* **STATED EXERCISE**:
In the records below, render the lines from the line containing "the toilet bowl." through the line containing "x=337 y=299", both ends included, as a Markdown table with columns named Row and Text. Put the row number in Row and the line itself in Text, and leave out any blank lines.
━━━━━ MATERIALS PROVIDED
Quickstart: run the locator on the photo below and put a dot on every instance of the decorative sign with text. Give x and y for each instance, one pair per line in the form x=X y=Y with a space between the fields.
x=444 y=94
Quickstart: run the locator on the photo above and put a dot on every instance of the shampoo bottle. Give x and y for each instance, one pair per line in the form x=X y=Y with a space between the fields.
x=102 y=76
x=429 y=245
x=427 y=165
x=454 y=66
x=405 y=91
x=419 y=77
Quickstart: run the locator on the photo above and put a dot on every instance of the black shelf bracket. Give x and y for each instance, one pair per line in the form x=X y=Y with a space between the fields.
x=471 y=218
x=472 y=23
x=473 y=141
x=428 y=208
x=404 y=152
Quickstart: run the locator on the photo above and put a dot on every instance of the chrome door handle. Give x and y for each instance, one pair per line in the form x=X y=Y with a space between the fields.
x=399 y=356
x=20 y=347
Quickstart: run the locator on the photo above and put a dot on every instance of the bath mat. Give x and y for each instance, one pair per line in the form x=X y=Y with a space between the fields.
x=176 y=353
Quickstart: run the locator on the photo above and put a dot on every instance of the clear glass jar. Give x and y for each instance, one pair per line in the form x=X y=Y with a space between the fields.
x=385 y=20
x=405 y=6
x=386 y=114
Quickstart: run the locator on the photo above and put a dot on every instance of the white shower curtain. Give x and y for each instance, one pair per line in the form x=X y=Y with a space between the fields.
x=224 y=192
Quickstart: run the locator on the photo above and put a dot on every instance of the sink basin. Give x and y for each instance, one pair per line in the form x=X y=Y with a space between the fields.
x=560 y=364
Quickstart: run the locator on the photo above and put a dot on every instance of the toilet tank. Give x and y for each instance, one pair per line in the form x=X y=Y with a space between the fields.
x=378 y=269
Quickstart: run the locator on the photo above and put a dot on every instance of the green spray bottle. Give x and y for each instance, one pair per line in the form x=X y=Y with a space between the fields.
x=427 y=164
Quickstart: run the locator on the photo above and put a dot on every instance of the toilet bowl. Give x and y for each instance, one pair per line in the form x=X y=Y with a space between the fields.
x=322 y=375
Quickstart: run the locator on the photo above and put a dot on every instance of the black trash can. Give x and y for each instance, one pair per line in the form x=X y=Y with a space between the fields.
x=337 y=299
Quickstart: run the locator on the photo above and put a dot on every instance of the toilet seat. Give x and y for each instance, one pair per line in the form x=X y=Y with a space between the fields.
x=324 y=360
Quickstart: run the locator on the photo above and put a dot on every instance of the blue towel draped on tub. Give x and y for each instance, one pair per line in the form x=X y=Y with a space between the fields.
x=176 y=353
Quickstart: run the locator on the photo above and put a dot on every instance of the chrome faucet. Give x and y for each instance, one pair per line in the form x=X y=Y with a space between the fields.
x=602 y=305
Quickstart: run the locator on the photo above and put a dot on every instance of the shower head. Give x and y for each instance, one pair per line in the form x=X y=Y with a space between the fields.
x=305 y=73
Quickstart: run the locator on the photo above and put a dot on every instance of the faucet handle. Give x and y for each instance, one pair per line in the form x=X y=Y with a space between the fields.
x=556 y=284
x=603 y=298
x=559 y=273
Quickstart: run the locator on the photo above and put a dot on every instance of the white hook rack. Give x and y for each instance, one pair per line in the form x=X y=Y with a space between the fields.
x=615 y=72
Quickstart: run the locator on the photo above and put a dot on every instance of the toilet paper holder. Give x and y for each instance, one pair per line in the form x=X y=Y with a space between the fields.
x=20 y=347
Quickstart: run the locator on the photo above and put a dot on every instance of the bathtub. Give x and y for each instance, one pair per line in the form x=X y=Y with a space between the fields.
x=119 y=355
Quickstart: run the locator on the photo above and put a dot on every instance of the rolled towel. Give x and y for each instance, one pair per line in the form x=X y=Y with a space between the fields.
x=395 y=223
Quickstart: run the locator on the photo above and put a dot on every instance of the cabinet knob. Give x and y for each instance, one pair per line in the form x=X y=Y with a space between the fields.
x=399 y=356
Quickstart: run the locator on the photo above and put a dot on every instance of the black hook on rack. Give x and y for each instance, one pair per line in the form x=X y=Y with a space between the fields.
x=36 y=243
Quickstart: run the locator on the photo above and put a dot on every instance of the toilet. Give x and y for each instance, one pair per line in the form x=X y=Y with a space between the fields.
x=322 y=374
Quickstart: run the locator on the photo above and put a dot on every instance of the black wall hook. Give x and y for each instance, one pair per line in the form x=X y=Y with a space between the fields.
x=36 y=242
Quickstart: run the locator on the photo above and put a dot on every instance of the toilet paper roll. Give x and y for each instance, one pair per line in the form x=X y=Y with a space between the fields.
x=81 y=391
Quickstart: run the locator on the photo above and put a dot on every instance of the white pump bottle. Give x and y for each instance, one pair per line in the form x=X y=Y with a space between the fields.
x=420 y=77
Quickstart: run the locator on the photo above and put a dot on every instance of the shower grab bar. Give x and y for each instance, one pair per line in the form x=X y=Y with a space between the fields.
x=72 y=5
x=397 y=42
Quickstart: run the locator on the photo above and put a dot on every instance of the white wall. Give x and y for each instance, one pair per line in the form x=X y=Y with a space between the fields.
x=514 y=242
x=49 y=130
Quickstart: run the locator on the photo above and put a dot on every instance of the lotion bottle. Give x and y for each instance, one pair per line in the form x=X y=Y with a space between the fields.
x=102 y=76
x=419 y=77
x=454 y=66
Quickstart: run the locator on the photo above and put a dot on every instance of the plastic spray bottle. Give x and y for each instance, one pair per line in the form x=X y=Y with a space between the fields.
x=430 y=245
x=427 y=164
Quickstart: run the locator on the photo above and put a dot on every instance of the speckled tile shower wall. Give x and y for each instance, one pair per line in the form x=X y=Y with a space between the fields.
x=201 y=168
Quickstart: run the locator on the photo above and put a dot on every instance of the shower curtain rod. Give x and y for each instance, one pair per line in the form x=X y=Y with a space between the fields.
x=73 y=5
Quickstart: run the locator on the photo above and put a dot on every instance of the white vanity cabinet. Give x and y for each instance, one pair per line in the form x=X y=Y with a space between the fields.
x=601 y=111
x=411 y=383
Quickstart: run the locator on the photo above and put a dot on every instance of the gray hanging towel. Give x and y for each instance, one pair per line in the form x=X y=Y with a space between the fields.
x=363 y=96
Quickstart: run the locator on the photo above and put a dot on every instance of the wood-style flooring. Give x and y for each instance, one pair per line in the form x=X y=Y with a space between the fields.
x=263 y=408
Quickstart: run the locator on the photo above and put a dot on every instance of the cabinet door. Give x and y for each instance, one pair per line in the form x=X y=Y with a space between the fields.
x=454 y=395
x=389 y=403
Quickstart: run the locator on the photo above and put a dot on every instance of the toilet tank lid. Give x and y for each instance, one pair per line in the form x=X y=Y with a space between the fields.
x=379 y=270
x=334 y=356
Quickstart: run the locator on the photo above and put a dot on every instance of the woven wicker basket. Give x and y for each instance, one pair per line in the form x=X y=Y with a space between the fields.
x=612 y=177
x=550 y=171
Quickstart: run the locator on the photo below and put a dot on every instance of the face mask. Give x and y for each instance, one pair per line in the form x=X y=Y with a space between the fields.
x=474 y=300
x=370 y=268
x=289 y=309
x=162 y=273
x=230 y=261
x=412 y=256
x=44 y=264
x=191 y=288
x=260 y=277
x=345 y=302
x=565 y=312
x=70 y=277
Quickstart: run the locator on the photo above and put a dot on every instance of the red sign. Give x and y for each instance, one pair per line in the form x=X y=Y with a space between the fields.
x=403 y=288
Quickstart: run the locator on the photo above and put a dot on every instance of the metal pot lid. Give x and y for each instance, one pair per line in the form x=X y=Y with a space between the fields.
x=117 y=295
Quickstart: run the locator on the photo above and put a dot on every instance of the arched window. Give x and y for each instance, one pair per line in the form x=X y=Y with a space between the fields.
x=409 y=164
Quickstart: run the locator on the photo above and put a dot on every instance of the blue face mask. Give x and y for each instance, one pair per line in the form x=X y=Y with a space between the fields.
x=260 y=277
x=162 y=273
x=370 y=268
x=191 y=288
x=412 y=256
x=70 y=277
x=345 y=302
━━━━━━━━━━
* **THE COMPLETED TASK**:
| Row | Text |
|---|---|
| 1 | Quickstart: run the locator on the photo above and put a dot on every instance of the toilet bowl. Give x and y for each instance, one pair per line in the form x=X y=Y with a space between the fields. |
| 2 | x=322 y=375 |
| 3 | Quickstart: run the locator on the photo above and put a dot on every instance of the black trash can. Give x and y for each instance, one pair per line in the form x=X y=Y with a space between the fields. |
| 4 | x=337 y=299 |